■ **Try it**: Your answer is the lines below, exactly, from the one that contains "Can you find the young" through the one that contains "Can you find the tooth", both included.

------------------------------

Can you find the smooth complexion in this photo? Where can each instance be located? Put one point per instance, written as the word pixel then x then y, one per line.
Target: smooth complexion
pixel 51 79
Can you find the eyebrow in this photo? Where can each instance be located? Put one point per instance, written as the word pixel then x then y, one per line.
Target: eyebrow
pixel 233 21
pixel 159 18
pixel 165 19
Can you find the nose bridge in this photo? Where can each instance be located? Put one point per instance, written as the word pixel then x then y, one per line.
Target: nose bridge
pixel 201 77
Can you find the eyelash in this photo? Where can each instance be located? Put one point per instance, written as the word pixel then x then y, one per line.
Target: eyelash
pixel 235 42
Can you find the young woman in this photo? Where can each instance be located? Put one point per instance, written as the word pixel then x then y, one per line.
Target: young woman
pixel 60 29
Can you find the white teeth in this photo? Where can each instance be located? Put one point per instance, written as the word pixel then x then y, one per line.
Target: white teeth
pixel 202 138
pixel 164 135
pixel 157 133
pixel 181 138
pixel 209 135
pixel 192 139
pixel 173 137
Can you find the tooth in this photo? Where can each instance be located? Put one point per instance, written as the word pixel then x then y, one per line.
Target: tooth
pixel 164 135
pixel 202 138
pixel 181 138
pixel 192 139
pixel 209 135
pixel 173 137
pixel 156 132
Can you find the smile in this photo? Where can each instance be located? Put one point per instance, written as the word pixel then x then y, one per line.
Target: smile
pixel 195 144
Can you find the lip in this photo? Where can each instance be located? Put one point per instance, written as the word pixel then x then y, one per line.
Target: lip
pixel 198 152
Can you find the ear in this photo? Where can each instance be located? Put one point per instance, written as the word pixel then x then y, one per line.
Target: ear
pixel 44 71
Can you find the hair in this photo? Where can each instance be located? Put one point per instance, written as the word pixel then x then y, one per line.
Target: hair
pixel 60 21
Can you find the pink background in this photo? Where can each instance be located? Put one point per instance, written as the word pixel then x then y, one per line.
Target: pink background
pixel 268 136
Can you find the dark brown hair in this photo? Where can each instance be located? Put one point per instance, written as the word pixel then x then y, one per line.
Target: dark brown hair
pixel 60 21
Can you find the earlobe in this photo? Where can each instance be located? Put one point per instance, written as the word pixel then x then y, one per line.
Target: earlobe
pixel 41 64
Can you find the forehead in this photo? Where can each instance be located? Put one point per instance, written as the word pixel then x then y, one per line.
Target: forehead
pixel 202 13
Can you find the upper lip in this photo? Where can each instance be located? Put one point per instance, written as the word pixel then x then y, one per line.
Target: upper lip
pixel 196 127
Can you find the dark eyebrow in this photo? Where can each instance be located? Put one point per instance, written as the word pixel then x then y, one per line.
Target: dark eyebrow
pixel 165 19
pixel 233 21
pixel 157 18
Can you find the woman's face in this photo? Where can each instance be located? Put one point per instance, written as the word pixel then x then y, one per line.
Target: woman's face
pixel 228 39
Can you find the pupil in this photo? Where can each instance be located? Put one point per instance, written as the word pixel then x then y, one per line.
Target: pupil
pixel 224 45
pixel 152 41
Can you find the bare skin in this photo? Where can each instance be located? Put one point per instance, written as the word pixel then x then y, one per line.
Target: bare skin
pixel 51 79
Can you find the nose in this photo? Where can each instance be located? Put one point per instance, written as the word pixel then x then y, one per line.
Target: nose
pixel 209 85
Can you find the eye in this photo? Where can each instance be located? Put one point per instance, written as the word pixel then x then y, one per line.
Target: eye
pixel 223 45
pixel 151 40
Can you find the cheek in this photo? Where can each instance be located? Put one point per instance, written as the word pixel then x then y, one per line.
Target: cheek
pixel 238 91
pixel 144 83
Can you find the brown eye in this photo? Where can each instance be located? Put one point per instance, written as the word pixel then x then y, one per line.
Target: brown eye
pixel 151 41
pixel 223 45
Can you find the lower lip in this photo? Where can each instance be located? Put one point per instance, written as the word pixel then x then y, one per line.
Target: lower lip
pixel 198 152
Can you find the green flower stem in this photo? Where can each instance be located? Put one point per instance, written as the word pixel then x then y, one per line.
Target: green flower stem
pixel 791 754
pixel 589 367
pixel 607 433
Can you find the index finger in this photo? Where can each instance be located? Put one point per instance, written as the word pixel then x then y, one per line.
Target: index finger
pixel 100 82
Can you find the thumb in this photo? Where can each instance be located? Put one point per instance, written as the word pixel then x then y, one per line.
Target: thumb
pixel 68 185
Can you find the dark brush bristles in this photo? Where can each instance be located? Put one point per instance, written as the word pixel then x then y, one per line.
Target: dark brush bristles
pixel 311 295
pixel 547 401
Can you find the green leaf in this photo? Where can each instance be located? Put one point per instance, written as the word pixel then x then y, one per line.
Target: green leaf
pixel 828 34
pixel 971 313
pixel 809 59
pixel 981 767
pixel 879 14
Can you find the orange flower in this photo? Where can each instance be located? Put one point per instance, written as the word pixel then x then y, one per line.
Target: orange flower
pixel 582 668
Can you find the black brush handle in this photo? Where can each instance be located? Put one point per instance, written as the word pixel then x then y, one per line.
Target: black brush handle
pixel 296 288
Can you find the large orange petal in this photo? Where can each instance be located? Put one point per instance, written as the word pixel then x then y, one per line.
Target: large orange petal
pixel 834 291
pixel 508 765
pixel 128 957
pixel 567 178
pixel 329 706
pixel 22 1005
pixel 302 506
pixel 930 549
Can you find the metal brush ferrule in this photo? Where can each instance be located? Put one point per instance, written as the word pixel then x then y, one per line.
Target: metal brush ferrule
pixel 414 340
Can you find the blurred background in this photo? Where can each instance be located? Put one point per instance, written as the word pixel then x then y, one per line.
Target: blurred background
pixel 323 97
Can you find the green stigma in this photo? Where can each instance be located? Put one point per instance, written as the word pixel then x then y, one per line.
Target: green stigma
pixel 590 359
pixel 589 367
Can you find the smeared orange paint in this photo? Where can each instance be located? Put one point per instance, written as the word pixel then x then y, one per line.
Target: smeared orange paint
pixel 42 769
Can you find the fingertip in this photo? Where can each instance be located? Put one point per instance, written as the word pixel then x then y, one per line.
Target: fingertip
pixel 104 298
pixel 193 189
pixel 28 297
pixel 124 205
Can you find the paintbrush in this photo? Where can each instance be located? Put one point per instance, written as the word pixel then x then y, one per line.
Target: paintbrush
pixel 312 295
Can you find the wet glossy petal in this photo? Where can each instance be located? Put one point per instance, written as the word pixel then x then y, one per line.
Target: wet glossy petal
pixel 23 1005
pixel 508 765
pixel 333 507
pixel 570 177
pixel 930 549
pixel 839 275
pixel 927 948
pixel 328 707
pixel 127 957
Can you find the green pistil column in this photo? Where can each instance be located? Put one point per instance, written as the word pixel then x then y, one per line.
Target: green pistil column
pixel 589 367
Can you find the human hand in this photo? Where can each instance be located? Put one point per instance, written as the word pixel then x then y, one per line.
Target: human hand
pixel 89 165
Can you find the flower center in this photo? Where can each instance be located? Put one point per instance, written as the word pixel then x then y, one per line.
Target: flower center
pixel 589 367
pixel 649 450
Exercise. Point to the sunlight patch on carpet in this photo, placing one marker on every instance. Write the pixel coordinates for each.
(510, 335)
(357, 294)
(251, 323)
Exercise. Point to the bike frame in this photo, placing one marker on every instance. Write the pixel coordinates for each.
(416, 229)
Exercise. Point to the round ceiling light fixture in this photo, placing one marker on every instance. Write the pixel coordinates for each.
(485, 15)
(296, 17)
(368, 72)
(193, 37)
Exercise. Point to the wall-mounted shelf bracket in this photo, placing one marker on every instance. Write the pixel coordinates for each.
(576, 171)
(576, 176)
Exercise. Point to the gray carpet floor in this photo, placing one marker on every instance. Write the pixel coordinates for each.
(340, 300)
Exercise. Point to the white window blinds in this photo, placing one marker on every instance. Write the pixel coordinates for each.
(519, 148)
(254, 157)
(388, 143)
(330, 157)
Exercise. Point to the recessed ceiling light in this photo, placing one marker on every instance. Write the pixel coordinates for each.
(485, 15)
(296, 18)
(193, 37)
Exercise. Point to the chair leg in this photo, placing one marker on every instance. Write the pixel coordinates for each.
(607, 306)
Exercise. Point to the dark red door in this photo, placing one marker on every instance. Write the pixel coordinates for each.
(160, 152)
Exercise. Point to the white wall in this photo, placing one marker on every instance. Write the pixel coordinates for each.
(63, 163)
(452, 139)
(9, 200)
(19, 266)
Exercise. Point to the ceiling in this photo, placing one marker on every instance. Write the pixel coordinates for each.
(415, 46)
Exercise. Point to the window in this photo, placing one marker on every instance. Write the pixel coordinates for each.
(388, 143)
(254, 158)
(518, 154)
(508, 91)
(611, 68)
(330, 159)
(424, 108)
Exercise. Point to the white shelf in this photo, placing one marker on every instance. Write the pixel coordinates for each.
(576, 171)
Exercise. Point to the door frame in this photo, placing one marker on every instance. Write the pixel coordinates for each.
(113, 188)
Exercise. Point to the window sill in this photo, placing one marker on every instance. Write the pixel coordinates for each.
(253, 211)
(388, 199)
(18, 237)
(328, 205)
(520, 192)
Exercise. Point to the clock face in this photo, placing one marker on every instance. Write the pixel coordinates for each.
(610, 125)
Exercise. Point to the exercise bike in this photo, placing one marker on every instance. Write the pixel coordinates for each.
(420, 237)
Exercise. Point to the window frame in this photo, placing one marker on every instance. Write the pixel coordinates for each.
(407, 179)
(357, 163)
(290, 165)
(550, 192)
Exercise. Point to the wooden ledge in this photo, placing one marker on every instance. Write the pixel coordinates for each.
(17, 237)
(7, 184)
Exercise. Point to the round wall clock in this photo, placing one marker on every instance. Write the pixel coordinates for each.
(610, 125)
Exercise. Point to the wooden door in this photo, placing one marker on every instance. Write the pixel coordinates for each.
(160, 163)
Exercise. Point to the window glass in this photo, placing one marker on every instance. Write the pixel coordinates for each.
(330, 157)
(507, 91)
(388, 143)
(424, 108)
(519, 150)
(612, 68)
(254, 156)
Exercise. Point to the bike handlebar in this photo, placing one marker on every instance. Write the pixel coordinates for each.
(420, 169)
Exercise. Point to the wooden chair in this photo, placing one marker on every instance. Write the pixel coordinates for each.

------------------------------

■ **Result of the task**:
Can you find the young woman in this photo? Where can each instance be located? Put one point per instance, written as the word pixel then x then y, one per line.
Target: young woman
pixel 60 29
Can you find the white teeth in this photo? Where can each instance be located? Put one point per instance, written as the word pixel then x then y, one per line.
Target: white teeth
pixel 202 138
pixel 164 135
pixel 157 133
pixel 181 138
pixel 209 135
pixel 192 139
pixel 173 137
Can you find the tooth in this photo? Where can each instance be located? Put one point per instance, written as the word pixel then x then y, one per line.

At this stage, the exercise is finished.